◆ Exercise ◆
Reproduce the part of the entries that opens with their first line and closes with the line containing "(1048, 528)", both ends included. Increase every point coordinate by 9 and copy all other lines unchanged.

***** Exercise input

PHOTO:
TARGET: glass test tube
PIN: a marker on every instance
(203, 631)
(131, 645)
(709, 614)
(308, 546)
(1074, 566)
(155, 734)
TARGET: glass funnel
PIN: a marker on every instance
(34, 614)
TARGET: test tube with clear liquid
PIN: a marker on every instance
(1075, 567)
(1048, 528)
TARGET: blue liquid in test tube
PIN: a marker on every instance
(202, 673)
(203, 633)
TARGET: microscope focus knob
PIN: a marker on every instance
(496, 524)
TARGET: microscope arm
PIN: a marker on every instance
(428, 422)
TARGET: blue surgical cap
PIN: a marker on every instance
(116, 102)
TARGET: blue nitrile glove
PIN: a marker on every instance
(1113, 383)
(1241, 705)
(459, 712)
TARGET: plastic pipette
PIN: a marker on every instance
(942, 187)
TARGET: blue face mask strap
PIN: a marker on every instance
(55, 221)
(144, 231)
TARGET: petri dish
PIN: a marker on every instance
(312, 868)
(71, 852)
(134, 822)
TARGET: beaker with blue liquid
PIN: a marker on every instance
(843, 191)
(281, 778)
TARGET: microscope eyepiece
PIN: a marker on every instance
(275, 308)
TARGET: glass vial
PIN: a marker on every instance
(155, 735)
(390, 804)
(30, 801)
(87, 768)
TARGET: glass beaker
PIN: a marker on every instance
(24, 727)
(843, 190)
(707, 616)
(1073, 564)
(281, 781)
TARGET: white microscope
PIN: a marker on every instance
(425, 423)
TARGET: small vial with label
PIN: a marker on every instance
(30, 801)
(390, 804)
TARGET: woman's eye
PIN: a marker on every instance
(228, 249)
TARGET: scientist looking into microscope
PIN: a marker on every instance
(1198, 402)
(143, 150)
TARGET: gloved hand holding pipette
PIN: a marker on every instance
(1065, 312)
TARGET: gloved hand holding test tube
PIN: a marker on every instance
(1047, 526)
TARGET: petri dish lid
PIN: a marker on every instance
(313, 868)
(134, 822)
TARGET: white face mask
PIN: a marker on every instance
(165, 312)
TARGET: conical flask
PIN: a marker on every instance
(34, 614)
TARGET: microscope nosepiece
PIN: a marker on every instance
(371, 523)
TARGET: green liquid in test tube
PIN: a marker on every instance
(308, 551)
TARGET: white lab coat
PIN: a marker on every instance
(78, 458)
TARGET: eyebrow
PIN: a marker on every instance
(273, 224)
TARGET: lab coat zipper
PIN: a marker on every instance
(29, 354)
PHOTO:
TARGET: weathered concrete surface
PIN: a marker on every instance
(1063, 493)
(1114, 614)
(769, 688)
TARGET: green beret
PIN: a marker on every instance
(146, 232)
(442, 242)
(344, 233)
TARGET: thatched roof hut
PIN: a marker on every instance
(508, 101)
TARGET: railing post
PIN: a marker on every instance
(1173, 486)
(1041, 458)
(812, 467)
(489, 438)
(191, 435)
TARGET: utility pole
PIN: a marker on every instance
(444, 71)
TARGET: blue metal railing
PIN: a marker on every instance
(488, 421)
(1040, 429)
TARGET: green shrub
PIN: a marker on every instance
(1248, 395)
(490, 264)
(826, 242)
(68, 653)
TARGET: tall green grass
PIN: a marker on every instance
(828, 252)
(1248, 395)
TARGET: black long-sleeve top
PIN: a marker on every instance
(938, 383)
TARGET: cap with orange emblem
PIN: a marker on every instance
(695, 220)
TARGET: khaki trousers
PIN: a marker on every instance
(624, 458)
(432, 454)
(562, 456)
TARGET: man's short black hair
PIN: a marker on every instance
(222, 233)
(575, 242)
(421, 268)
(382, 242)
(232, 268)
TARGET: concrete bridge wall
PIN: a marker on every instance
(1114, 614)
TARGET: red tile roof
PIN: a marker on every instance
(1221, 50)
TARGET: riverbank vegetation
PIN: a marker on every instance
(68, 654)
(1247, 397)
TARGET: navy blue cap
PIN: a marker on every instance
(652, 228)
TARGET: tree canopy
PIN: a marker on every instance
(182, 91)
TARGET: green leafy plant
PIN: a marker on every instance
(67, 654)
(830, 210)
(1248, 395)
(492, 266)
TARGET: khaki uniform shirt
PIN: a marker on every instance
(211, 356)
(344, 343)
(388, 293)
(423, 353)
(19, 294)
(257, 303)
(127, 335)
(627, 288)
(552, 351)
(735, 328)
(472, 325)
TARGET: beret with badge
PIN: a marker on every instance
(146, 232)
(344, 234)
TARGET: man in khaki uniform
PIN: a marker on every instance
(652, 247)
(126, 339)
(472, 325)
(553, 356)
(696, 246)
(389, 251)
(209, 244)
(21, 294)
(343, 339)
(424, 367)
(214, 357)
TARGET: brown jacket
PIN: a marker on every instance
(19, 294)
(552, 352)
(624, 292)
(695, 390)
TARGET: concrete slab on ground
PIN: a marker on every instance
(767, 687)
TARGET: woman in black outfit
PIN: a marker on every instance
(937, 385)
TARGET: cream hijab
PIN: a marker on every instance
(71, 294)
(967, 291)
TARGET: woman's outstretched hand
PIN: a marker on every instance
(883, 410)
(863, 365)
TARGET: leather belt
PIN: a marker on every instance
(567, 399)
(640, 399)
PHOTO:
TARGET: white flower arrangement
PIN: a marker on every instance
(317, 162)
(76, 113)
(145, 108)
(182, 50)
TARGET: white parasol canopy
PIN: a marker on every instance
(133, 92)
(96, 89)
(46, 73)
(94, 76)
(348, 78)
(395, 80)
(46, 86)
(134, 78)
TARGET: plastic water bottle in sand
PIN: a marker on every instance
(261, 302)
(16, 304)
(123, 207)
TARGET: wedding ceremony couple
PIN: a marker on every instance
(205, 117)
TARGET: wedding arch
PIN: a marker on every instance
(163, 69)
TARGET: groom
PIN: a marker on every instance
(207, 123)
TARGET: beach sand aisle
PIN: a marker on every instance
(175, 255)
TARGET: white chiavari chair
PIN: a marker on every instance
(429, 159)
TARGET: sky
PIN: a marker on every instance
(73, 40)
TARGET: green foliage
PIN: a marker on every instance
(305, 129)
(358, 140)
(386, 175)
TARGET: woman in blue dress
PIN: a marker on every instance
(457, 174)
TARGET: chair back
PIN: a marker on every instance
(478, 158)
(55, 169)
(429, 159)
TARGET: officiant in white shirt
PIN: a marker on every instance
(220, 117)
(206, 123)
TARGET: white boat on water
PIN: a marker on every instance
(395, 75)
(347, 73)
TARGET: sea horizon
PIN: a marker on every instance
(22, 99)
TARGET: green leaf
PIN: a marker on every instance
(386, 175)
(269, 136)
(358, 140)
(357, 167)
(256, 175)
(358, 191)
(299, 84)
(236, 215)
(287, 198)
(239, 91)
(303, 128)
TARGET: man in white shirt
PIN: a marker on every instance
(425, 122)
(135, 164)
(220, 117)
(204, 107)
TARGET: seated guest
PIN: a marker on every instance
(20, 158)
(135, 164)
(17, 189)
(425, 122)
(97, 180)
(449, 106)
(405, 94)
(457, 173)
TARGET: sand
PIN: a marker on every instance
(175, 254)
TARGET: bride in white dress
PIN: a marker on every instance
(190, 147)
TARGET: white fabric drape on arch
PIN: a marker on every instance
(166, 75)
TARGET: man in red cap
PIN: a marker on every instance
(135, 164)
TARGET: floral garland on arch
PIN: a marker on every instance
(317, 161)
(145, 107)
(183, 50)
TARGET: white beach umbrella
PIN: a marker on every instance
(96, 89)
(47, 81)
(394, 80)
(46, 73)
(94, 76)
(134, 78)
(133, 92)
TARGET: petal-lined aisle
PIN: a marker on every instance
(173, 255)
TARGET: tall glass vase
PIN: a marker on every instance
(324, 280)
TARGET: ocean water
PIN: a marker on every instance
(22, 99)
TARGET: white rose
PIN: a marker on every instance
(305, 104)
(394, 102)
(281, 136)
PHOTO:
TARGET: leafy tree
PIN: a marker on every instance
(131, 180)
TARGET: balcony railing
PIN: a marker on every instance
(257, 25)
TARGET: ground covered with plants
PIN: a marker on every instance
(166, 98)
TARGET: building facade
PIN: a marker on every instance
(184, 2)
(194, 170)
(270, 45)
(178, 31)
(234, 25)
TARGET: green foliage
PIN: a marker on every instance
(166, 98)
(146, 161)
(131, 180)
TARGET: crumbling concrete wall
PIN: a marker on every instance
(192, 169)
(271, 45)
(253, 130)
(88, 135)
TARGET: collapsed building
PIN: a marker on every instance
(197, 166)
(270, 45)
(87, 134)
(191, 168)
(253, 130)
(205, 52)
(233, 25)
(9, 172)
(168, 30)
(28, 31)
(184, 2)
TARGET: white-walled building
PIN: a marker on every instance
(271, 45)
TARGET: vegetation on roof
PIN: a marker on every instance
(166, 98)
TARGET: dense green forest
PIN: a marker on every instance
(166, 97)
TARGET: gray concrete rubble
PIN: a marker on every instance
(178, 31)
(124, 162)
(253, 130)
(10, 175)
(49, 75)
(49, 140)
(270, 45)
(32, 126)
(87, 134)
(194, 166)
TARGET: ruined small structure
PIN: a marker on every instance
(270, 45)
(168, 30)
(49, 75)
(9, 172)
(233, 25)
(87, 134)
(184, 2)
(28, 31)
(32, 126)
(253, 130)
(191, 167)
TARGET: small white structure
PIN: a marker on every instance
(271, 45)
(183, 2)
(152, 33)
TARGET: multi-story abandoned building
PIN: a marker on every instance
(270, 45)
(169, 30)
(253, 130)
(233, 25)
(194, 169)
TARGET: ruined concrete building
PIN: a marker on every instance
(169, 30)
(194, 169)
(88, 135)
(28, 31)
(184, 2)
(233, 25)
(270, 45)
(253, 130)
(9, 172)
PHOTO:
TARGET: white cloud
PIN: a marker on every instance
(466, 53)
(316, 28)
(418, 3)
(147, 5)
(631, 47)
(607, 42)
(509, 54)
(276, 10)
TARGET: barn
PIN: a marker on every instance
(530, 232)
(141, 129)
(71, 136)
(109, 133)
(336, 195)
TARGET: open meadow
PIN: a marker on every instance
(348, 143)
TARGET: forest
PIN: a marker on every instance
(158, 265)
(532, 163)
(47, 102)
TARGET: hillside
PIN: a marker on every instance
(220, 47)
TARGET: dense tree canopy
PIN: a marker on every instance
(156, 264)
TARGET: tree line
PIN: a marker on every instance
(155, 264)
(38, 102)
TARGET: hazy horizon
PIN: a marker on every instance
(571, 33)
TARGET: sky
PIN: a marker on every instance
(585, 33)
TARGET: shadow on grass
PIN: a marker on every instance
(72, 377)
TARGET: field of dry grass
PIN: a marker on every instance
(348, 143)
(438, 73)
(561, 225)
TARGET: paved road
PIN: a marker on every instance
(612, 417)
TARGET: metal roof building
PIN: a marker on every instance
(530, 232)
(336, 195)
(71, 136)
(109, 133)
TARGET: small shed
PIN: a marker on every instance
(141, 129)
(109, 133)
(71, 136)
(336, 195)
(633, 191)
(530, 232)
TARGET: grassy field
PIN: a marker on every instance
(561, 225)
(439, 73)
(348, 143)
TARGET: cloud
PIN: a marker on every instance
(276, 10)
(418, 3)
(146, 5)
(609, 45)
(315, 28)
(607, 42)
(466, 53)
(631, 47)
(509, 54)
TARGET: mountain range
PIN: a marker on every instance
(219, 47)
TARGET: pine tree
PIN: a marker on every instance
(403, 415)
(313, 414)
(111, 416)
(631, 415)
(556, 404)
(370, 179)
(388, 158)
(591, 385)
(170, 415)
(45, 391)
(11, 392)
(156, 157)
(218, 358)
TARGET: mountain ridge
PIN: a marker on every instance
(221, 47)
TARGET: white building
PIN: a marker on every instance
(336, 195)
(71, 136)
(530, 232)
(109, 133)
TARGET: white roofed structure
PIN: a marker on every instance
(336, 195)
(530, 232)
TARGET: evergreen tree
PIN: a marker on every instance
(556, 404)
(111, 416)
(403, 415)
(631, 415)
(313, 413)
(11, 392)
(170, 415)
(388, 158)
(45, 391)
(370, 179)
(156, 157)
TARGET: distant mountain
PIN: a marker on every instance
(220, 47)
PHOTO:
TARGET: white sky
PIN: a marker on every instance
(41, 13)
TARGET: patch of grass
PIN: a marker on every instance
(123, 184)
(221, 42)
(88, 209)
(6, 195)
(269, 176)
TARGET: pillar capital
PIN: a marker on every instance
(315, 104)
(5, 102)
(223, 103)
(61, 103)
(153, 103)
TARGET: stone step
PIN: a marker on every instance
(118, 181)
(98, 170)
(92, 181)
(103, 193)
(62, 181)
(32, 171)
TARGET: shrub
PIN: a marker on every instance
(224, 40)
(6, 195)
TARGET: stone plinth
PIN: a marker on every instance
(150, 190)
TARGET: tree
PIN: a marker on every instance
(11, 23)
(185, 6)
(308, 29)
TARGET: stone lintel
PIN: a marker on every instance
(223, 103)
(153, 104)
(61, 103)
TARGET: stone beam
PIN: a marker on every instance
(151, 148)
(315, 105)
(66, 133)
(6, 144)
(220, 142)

**********

◆ Written response ◆
PHOTO:
TARGET: glass test tube
PIN: a marker on every instance
(212, 640)
(140, 654)
(718, 623)
(317, 555)
(1083, 575)
(164, 743)
TARGET: glass funnel
PIN: a marker on every instance
(43, 623)
TARGET: test tube with clear liquid
PIN: a marker on every instance
(1084, 576)
(1057, 537)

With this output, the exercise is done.